# Exercise aim
Would you please copy each line of the listing that mentions "shoreline"?

++++++++++++++++++++

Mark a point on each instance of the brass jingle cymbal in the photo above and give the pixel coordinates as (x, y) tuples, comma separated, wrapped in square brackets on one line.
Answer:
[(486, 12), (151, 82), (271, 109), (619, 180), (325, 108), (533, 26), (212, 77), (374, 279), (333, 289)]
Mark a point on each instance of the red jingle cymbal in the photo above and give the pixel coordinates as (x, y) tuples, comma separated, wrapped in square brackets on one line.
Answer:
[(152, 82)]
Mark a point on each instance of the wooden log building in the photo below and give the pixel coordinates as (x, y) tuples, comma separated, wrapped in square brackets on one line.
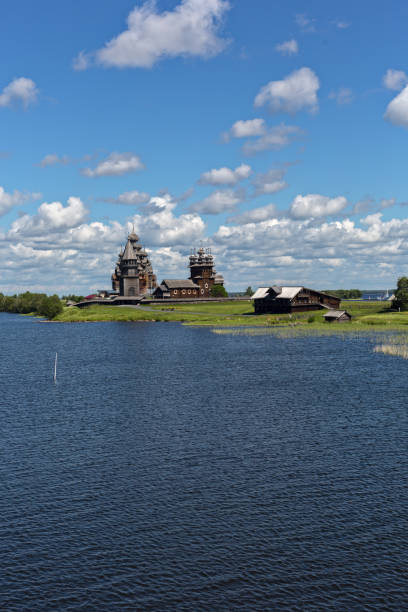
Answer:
[(281, 300)]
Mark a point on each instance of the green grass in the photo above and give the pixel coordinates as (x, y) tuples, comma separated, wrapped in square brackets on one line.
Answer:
[(241, 307), (122, 313), (241, 314)]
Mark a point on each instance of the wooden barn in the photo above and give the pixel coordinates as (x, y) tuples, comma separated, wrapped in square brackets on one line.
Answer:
[(177, 289), (280, 300), (337, 316)]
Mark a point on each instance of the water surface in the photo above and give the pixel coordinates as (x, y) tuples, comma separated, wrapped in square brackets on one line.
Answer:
[(174, 469)]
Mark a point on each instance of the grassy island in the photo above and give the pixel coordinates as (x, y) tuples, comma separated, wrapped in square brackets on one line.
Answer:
[(240, 314)]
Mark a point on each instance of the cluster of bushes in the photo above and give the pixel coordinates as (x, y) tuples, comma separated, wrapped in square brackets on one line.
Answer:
[(345, 294), (36, 303), (218, 291), (401, 294), (73, 298)]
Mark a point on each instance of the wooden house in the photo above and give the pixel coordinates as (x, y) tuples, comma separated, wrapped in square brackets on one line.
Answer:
[(280, 300), (177, 289), (337, 316)]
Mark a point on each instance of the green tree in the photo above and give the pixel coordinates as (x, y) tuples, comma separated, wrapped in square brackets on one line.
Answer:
[(50, 307), (401, 294), (218, 291)]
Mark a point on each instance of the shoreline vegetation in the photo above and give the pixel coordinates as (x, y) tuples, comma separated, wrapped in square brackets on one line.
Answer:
[(365, 314), (387, 328)]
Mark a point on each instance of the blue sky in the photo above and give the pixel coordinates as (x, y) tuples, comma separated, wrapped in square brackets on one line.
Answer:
[(274, 132)]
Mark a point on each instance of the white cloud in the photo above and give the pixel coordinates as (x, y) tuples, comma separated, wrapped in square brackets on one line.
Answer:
[(225, 176), (395, 79), (305, 23), (295, 92), (315, 205), (115, 164), (263, 213), (246, 129), (269, 182), (130, 198), (289, 47), (52, 217), (52, 159), (21, 90), (218, 202), (274, 139), (344, 95), (10, 200), (191, 29), (342, 25), (397, 110)]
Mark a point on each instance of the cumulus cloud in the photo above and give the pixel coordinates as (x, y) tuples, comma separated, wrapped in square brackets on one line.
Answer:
[(191, 29), (315, 205), (269, 182), (341, 25), (263, 213), (130, 198), (21, 90), (305, 23), (52, 217), (245, 129), (295, 92), (273, 139), (225, 176), (289, 47), (52, 159), (395, 79), (116, 164), (342, 96), (10, 200), (219, 201), (397, 110)]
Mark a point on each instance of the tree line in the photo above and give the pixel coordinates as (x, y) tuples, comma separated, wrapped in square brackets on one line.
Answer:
[(32, 303)]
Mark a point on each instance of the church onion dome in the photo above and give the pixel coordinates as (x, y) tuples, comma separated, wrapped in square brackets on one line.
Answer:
[(129, 253)]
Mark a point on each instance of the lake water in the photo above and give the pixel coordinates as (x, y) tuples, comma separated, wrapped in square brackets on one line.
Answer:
[(173, 469)]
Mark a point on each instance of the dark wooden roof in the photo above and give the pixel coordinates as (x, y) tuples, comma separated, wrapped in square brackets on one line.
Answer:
[(174, 283), (336, 314)]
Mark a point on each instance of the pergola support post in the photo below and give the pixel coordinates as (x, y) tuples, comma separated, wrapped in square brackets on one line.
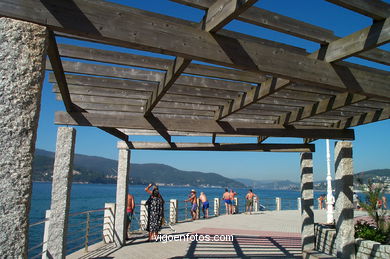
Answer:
[(23, 53), (345, 232), (60, 194), (121, 195), (307, 215)]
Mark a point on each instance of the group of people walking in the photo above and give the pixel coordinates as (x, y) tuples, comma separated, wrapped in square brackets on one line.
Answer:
[(155, 207)]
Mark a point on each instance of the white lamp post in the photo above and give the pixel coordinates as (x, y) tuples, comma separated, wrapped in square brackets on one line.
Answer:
[(329, 196)]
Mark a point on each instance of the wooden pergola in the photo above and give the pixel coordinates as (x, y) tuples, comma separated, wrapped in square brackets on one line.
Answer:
[(251, 86)]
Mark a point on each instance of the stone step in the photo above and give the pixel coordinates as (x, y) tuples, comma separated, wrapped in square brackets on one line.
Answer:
[(315, 254)]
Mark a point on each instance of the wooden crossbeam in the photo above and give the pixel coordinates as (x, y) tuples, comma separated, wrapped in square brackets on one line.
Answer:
[(365, 39), (200, 126), (219, 147), (218, 15), (281, 23), (323, 106), (152, 32), (377, 9), (120, 58), (372, 116)]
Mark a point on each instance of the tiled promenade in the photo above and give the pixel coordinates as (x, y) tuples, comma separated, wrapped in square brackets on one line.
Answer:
[(268, 234)]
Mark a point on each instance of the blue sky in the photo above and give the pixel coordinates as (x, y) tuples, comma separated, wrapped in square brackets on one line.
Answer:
[(371, 147)]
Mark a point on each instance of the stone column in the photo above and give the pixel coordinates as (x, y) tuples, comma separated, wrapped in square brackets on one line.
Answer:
[(216, 206), (173, 210), (307, 195), (121, 194), (60, 193), (22, 64), (278, 202), (108, 222), (345, 241)]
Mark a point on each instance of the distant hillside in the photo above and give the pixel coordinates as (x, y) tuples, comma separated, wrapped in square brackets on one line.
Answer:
[(94, 169)]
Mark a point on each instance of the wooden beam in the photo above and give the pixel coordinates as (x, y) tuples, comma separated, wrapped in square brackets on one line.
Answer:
[(220, 147), (224, 11), (377, 9), (369, 117), (127, 59), (365, 39), (199, 126), (323, 106), (153, 32), (284, 24)]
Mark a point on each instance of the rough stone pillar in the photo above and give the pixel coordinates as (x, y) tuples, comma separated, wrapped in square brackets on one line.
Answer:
[(22, 63), (345, 241), (173, 211), (299, 204), (143, 218), (121, 194), (46, 234), (216, 206), (60, 193), (108, 222), (278, 202), (307, 195)]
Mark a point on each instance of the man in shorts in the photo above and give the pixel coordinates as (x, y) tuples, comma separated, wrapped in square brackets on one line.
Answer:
[(228, 202), (249, 201), (205, 205), (194, 204)]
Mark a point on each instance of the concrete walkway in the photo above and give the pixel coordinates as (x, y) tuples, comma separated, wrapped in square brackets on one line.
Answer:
[(270, 234)]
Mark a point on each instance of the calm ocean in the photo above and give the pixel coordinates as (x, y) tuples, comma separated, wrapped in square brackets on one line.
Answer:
[(93, 196)]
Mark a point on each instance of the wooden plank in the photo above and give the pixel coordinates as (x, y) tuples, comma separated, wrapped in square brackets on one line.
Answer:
[(199, 126), (365, 39), (325, 105), (219, 147), (127, 59), (284, 24), (222, 12), (167, 36), (369, 117), (55, 60), (377, 9)]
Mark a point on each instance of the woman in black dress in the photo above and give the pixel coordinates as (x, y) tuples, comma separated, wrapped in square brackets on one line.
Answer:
[(155, 209)]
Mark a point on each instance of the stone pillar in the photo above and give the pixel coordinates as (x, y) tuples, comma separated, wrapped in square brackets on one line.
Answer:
[(60, 193), (108, 222), (143, 218), (46, 234), (216, 206), (299, 204), (121, 194), (173, 210), (278, 202), (22, 64), (307, 195), (345, 241)]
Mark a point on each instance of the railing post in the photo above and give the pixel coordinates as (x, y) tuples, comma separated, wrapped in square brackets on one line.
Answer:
[(299, 204), (86, 233), (46, 235), (108, 222), (255, 204), (278, 203), (198, 209), (143, 219), (216, 206), (173, 211)]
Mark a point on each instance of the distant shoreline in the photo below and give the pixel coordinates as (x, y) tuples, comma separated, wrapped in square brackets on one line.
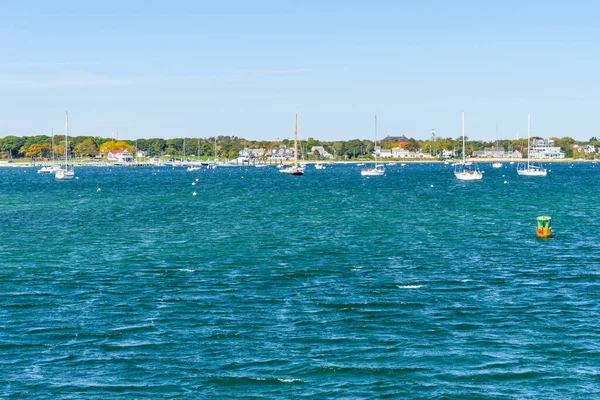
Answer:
[(19, 164)]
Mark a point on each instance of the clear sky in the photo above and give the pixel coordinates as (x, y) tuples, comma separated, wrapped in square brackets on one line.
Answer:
[(245, 68)]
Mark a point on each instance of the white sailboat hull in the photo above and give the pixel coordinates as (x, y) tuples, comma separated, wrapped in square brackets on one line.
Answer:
[(293, 170), (63, 175), (468, 175), (532, 172), (372, 172)]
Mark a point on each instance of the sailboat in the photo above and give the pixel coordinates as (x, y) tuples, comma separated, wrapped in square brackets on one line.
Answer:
[(294, 169), (195, 166), (66, 173), (466, 171), (377, 169), (497, 164), (530, 169), (50, 169), (213, 165)]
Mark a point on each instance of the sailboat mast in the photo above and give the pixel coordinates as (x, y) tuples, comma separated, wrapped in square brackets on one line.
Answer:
[(66, 140), (296, 142), (528, 135), (375, 149), (463, 133)]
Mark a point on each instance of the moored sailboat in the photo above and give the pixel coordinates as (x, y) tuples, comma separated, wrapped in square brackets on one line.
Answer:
[(466, 171), (294, 169), (66, 173), (530, 169), (377, 169)]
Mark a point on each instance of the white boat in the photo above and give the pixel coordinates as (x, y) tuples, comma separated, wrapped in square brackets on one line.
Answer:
[(294, 169), (195, 166), (530, 169), (497, 164), (50, 169), (213, 165), (464, 171), (66, 173), (377, 169)]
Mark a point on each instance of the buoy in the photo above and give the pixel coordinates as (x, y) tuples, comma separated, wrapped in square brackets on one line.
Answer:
[(543, 227)]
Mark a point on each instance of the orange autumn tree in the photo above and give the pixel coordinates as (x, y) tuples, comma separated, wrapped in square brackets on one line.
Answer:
[(118, 145)]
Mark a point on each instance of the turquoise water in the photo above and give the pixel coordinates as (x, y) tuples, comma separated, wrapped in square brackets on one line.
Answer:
[(328, 285)]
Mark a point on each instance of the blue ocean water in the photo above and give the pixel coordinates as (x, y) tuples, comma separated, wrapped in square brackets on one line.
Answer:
[(329, 285)]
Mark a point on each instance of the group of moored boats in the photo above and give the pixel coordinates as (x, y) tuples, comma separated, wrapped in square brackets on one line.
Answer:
[(470, 171), (65, 172), (463, 171)]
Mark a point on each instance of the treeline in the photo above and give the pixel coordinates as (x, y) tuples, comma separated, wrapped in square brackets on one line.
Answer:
[(40, 146)]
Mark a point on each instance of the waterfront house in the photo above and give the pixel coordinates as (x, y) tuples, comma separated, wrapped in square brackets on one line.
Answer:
[(119, 156), (544, 148)]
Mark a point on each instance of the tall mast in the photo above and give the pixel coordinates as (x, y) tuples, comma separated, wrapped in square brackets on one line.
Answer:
[(463, 132), (375, 149), (528, 134), (296, 142), (66, 140)]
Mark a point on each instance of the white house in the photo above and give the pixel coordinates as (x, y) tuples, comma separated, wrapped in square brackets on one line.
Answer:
[(545, 149), (322, 152), (120, 156)]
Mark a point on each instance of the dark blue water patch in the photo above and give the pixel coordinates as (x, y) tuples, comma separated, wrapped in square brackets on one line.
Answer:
[(326, 285)]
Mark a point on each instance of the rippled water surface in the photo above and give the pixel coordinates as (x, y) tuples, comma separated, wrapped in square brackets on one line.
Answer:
[(328, 285)]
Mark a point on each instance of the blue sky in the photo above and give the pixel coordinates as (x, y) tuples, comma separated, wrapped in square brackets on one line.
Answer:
[(245, 68)]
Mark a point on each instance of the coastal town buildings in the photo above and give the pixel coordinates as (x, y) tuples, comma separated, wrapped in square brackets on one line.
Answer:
[(545, 149), (119, 156)]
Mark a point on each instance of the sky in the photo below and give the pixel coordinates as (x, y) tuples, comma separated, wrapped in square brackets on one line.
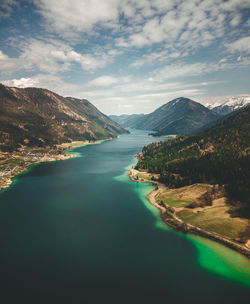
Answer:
[(127, 56)]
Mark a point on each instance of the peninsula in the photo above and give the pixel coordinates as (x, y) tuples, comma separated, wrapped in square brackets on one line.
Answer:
[(202, 181)]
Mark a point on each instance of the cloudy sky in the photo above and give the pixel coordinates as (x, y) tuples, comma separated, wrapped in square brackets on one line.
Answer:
[(127, 56)]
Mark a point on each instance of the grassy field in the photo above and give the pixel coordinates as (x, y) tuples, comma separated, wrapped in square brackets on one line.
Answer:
[(216, 219), (144, 176), (164, 196), (213, 218)]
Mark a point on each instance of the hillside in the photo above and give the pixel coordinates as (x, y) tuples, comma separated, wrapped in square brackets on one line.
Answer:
[(38, 117), (179, 116), (218, 155), (127, 121)]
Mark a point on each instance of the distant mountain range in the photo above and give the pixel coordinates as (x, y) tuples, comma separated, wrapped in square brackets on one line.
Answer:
[(230, 105), (178, 116), (39, 117), (128, 121)]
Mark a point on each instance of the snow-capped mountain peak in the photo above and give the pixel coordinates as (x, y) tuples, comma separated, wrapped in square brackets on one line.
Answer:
[(230, 104)]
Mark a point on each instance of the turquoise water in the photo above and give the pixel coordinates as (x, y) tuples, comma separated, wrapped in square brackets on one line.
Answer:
[(79, 231)]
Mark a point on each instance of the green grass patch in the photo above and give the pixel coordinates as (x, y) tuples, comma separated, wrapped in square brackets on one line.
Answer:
[(144, 176), (214, 220), (172, 202)]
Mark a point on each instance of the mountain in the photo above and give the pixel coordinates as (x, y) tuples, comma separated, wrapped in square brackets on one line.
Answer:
[(178, 116), (39, 117), (218, 155), (127, 121), (230, 105)]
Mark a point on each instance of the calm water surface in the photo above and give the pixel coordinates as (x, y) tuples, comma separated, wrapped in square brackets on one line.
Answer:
[(79, 231)]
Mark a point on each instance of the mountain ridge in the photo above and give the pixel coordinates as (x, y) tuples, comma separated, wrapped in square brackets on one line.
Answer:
[(39, 117), (178, 116)]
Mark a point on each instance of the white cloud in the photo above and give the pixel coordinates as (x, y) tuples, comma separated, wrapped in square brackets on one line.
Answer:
[(240, 45), (6, 7), (6, 63), (103, 81), (46, 81), (21, 83), (53, 56)]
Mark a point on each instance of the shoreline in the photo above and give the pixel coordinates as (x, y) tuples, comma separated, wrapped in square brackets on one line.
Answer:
[(167, 214), (61, 152)]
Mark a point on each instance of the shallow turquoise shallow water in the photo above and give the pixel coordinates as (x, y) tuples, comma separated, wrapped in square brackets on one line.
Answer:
[(79, 231)]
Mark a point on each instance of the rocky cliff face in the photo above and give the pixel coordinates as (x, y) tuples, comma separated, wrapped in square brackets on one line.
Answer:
[(39, 117)]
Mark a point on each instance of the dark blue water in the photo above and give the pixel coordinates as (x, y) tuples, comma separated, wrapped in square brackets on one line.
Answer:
[(70, 232)]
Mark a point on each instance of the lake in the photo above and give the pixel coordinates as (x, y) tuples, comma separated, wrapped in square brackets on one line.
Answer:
[(79, 231)]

++++++++++++++++++++

# Response area
Mark a point on each instance of the shoreline vegetation in the photo above and give the pixel coordinates as (x, y) tuples, comma separated, wrapped in square brackets on one line.
Mark a point on each instance of the distant shoreline in the photo below and give the pixel coordinates as (x, y) tuples, comma separated, wrapped in square brackets on one line.
Mark a point on each instance of the shoreline in the photo above and give the pixel coordinates as (x, y) tuples, comma separated, wrapped in square brackets on one line.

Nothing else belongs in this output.